Task objective | The records are to be restated in their entirety, word for word.

Data to process |
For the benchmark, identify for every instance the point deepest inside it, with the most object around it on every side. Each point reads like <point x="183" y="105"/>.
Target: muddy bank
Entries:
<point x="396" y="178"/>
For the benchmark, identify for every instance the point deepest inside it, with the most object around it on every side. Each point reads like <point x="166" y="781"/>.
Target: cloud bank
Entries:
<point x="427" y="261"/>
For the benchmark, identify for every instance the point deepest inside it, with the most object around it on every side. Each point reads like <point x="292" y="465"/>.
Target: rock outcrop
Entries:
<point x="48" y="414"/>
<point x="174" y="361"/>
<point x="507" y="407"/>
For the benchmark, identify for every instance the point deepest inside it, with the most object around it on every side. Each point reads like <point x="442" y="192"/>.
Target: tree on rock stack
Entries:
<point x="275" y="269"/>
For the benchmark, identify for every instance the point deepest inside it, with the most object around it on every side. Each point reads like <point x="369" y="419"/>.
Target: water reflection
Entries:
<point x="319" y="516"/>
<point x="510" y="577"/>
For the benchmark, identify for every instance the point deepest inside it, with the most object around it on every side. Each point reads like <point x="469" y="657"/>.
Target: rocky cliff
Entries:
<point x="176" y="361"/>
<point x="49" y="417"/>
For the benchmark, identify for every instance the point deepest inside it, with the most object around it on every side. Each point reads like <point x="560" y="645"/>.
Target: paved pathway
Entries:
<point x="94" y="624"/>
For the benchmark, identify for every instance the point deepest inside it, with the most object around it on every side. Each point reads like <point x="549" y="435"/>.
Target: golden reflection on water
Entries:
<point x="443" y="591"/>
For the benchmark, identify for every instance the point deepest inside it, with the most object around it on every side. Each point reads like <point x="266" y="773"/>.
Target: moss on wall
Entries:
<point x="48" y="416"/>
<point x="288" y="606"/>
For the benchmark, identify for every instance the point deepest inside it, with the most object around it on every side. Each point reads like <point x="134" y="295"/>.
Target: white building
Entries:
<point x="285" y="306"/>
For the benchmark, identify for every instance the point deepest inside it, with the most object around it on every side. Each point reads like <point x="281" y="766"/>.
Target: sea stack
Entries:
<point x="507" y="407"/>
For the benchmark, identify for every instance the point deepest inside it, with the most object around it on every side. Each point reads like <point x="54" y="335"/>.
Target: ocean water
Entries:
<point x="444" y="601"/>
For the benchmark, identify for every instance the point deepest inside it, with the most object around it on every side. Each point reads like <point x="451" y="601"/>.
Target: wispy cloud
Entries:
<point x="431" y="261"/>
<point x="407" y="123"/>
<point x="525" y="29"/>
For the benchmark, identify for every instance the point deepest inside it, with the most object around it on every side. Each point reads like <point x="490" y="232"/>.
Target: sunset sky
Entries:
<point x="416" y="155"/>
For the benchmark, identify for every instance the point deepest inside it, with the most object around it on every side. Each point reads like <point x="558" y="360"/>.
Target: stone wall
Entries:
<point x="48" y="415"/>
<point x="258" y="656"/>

Task answer |
For the benchmark, identify for every instance the point deepest inside it, with the most object around it on every side. Each point reads like <point x="183" y="105"/>.
Target: muddy bank
Entries:
<point x="396" y="178"/>
For the benchmark, identify for every instance the point deepest inside it, with the most object around it on every side. Each point reads like <point x="166" y="781"/>.
Target: cloud bank
Entries:
<point x="427" y="261"/>
For the benchmark, identify for every instance the point deepest inside it, with the most object around it on every side. Each point reads like <point x="292" y="465"/>.
Target: rock outcrop
Entries:
<point x="48" y="414"/>
<point x="174" y="361"/>
<point x="507" y="407"/>
For the benchmark, identify for every instance the point deepest inside it, with the most object around it on every side. Each point reads like <point x="442" y="192"/>.
Target: tree on rock stack
Entries:
<point x="275" y="269"/>
For the benchmark, identify for every instance the point deepest inside it, with the most object around it on every side. Each point reads like <point x="369" y="419"/>.
Target: water reflection
Entries:
<point x="319" y="516"/>
<point x="510" y="577"/>
For the benchmark, identify for every instance the point deepest inside it, with the most object around it on every side. Each point reads like <point x="469" y="657"/>.
Target: rocky cliff
Entries:
<point x="176" y="361"/>
<point x="49" y="417"/>
For the benchmark, identify for every instance the point deepest inside it, with the most object around it on every side. Each point reads like <point x="560" y="645"/>.
Target: paved pathway
Entries:
<point x="94" y="624"/>
For the benchmark, identify for every instance the point deepest inside it, with the most object around it on every side. Each point reads like <point x="549" y="435"/>.
Target: golden reflection on water
Entries:
<point x="443" y="591"/>
For the benchmark, identify for every instance the point deepest inside it, with the most object around it on every side. Each point reads like <point x="266" y="773"/>.
Target: moss on wall
Entries:
<point x="48" y="416"/>
<point x="288" y="606"/>
For the benchmark, identify for every instance the point deepest inside it, with the most object around it on every side. Each point reads like <point x="134" y="295"/>.
Target: white building
Entries:
<point x="285" y="306"/>
For the benchmark, identify for every instance the point deepest inside it, with the most object around it on every side. Each point reads like <point x="281" y="766"/>.
Target: sea stack
Entries:
<point x="507" y="407"/>
For the benchmark, identify for every instance the point deepest inside it, with the most object around it on every side. Each point reads like <point x="54" y="335"/>.
Target: ocean water
Entries:
<point x="444" y="601"/>
For the benchmark, identify for every instance the point deepest inside it, with the most object around it on every side. Each point reads like <point x="451" y="601"/>.
Target: wispy cloud
Entries:
<point x="431" y="261"/>
<point x="407" y="123"/>
<point x="525" y="29"/>
For the benchmark, identify for every instance the point deepest inside it, with the most object around it on every side. Each point reads like <point x="490" y="232"/>.
Target: sunset sky
Entries:
<point x="416" y="155"/>
For the benchmark, identify for every instance the point deepest inside it, with the most object around it on every side. Each point reads like <point x="558" y="360"/>.
Target: stone wall
Entries:
<point x="48" y="415"/>
<point x="258" y="656"/>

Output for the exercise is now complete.